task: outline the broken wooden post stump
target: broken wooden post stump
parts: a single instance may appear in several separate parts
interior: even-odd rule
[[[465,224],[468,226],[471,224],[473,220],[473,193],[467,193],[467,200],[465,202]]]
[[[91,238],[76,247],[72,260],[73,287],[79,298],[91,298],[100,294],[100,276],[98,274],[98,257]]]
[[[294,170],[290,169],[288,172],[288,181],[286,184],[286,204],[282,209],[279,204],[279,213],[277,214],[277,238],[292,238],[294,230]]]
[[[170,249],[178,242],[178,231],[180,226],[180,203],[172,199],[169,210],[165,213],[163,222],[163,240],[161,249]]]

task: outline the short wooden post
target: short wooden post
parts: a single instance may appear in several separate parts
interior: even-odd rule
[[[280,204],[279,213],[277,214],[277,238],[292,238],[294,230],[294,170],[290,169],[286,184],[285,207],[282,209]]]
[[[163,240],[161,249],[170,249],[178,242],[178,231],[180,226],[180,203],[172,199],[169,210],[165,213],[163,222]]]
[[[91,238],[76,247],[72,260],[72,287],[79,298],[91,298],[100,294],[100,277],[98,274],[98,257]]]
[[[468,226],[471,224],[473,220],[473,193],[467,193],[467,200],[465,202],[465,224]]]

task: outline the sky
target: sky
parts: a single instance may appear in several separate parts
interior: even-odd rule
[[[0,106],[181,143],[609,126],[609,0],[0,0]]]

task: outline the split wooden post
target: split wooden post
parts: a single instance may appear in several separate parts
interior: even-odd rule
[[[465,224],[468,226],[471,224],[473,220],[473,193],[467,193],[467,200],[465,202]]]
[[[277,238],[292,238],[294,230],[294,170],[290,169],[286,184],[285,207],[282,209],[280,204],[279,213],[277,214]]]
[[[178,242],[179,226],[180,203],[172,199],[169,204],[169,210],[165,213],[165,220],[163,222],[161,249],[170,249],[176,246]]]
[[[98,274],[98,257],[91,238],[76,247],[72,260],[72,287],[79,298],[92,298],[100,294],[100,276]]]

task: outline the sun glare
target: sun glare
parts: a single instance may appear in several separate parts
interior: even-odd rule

====================

Job:
Copy the material above verbatim, from the line containing "task: outline the split wooden post" through the end of the material.

Answer to this problem:
task: outline the split wooden post
target: split wooden post
parts: a single instance may appear in several separate parts
interior: even-odd rule
[[[465,224],[468,226],[471,224],[473,220],[473,193],[467,193],[467,200],[465,202]]]
[[[277,238],[292,238],[294,230],[294,170],[290,169],[286,184],[285,207],[282,209],[280,204],[279,213],[277,214]]]
[[[178,242],[179,226],[180,203],[172,199],[169,204],[169,210],[165,213],[165,220],[163,222],[161,249],[170,249],[176,246]]]
[[[98,274],[98,257],[91,238],[76,247],[72,260],[72,287],[79,298],[92,298],[100,294],[100,276]]]

task: outline the sun glare
target: sun glare
parts: a single instance may appear in several separate parts
interior: even-odd rule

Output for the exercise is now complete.